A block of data
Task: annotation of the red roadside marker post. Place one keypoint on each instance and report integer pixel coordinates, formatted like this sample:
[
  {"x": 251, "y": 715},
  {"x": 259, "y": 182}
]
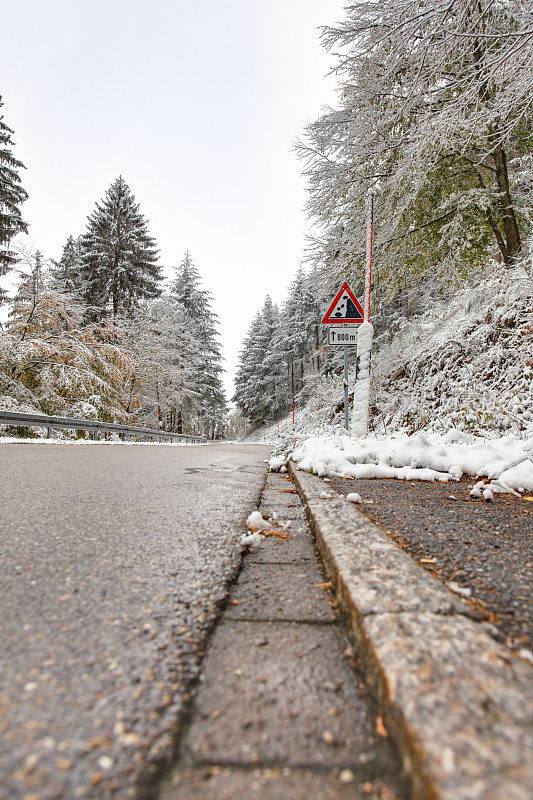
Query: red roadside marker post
[{"x": 344, "y": 312}]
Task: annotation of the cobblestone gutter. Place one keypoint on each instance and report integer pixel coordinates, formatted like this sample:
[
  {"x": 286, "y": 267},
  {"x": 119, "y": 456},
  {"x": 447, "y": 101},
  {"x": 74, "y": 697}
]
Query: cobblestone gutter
[{"x": 458, "y": 704}]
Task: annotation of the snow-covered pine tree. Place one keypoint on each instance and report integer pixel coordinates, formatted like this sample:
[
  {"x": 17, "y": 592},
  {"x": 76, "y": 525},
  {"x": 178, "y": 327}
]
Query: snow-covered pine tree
[
  {"x": 260, "y": 390},
  {"x": 32, "y": 281},
  {"x": 53, "y": 360},
  {"x": 119, "y": 257},
  {"x": 166, "y": 361},
  {"x": 12, "y": 195},
  {"x": 65, "y": 274},
  {"x": 435, "y": 110},
  {"x": 299, "y": 337},
  {"x": 209, "y": 408}
]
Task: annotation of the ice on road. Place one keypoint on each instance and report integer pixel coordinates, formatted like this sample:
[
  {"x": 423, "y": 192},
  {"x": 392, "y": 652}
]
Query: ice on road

**What is expected**
Copy all of the rows above word for word, omitting the picture lines.

**Final result**
Task: annotation of the red roadside marker post. Place one keypoint on each instance and report integer pixel coordinates, formatted like this sample:
[
  {"x": 251, "y": 715},
  {"x": 259, "y": 182}
]
Query: red roadside marker post
[{"x": 344, "y": 312}]
Task: annotation of the cobblestone gutter. Place one keypoint on each instance and report integer pixel coordinates, formatted like this sample:
[
  {"x": 286, "y": 267},
  {"x": 119, "y": 456},
  {"x": 447, "y": 101},
  {"x": 74, "y": 697}
]
Query: cobblestone gutter
[{"x": 458, "y": 704}]
Task: annotation of the snow-covered pine tree. Place one keypoint on each instance and report integer pixel coordinates, formatted like this sample:
[
  {"x": 17, "y": 592},
  {"x": 76, "y": 525},
  {"x": 178, "y": 327}
]
Query: snow-covered pine tree
[
  {"x": 260, "y": 390},
  {"x": 32, "y": 281},
  {"x": 53, "y": 360},
  {"x": 119, "y": 257},
  {"x": 166, "y": 361},
  {"x": 12, "y": 195},
  {"x": 65, "y": 274},
  {"x": 435, "y": 110},
  {"x": 299, "y": 337},
  {"x": 209, "y": 408}
]
Task: annotation of the ice on road. Place one keypoint on each instance and report integer pixel coordinates, formatted like this sample:
[
  {"x": 423, "y": 192},
  {"x": 392, "y": 652}
]
Query: ice on road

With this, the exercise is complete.